(Beginning of Provided passage)
- Born: October 31, 1916 Philadelphia, Pennsylvania, US
- Died: February 9, 2006 (aged 89) Philadelphia, Pennsylvania, US
- Education: Philadelphia Museum School of Industrial Art, 1938
- Occupations: Academic and war artist
- Employer(s): Philadelphia Museum School of Industrial Art and United States Army Corps of Engineers

= Albert Gold =

American artist and academic (1916–2006)

Albert Gold (October 31, 1916 – February 9, 2006) was an American social realism artist, war artist, and academic. He taught at the Philadelphia Museum School of Industrial Art from 1945 to 1982.

== Early life ==
Gold was born on October 31, 1916 in Philadelphia, Pennsylvania. He was raised in North Phildelphia. He attended Northeast High School, graduating in 1934. While in high school, he sketched the streets and waterfront of Philadelphia.

He received a scholarship to the Philadelphia Museum School of Industrial Art, graduating in 1938 with a bachelor's degree in illustration. While he was in college, his works were included in the Pennsylvania Academy of the Fine Arts' annual watercolor and oil exhibitions.
(End of Provided passage)
(Beginning of Input data)
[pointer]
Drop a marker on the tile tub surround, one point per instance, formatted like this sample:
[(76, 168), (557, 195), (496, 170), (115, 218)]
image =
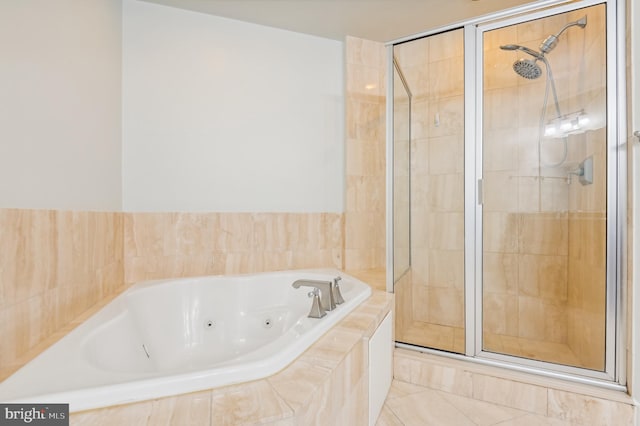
(End of Input data)
* Task instructions *
A: Name every school, academy, or other organization mentioned in the Albert Gold page.
B: According to the Albert Gold page, are these statements true? (i) Gold finished high school in 1934. (ii) Gold taught at the Philadelphia Museum School of Industrial Art until 1990. (iii) Gold's bachelor's degree was in painting.
The listing has nothing to do with the tasks.

* Task solutions *
A:
- Philadelphia Museum School of Industrial Art
- United States Army Corps of Engineers
- Northeast High School
- Pennsylvania Academy of the Fine Arts

B:
(i) Yes: "He attended Northeast High School, graduating in 1934."
(ii) No: "He taught at the Philadelphia Museum School of Industrial Art from 1945 to 1982."
(iii) No: "graduating in 1938 with a bachelor's degree in illustration."